Excerpted text:
Markforged Carbinfibre material
Markforged released a carbon micro-fibre reinforced Onyx 3D printing material in June 2016.
“Having the ability for stronger materials or higher temperature materials has just expanded the capability of the platform. When you want to think about using parts beyond prototyping, for fixtures, or jigs, or tools, for example, in a manufacturing environment, PLA is generally not going to cut it. It’s not going to have the strength and endurance of ABS or polycarbonate – Nylon is turning into a very popular material for our customers – so it’s just opened the window for what people can use on desktop 3D printers.
“That range of materials, along with the fact that machines are more reliable and parts are more accurate and more consistent, I think a combination of all those things has helped open up the market for desktop 3D printers in a professional space.”
Since the President of Ultimaker’s North America division is so forthright in his belief that the expansive development of materials has had a major role in Ultimaker’s recent success, it’d be natural to expect a greater concentration from the Dutch company in this area. And though Ultimaker will stop short of developing materials themselves – its partners will continue to drive that business segment – Kawola does confirm the company’s commitment to supporting the continued innovation. Not only will Ultimaker seek to make its printers compatible with as many materials as possible, but it would also like to take more responsibility in the certifying of materials before their release to market.
The Ultimaker 3 is the Dutch company's latest desktop machine.
“We see our role as one continuing to offer our line of materials that are branded under Ultimaker, but also we’d like to have the ability to certify materials that we don’t sell. I think we’ll choose to carry a bunch of materials, and there will be a certain number of materials that we don’t carry, but we’d like to take a more active role in qualifying and certifying materials so that our customers feel comfortable that yes this [material] has been tested and yes it has been proven to run well on this platform.”
Last week marked Kawola’s one year anniversary at Ultimaker. It’s a position his former self, a sceptic and nonbeliever of desktop 3D printing, did not imagine he’d be in, and proud to be in at that. But even in just a half-hour-long conversation it was clear that those feelings have long subsided. Kawola has been converted. And he cites desktop 3D printing’s willingness to commit to open source platform rather than the typical closed environment of yesteryear as, not only the reason for his change of attitude, but also as a major factor in the growth of desktop 3D printing, and maybe even the wider industry as a whole.

Problem:
According to the excerpt, what milestone did Kawola mark last week? The rows that come next are separate material with no connection to the excerpt.

(Referring-expression pointing data)
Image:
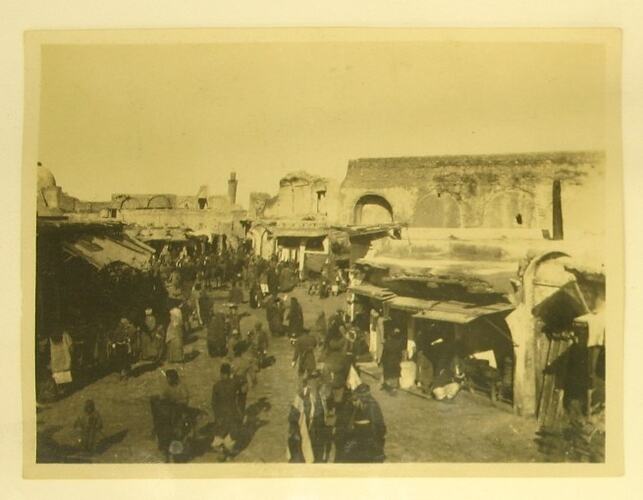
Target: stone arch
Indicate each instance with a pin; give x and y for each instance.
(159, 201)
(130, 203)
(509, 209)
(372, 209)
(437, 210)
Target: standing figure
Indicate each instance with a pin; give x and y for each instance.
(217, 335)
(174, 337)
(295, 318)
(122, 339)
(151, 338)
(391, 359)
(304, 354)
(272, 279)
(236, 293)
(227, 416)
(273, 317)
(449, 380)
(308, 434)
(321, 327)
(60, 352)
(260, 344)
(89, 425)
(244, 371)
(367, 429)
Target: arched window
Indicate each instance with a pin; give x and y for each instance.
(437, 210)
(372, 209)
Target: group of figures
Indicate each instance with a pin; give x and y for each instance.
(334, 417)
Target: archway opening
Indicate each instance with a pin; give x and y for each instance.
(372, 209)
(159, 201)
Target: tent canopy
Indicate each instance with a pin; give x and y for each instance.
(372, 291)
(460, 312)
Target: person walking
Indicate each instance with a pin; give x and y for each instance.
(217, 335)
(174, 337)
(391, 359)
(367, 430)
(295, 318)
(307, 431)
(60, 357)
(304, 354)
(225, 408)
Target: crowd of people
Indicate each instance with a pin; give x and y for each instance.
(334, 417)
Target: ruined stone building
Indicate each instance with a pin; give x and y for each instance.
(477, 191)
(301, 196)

Solution for this task:
His one-year anniversary at Ultimaker.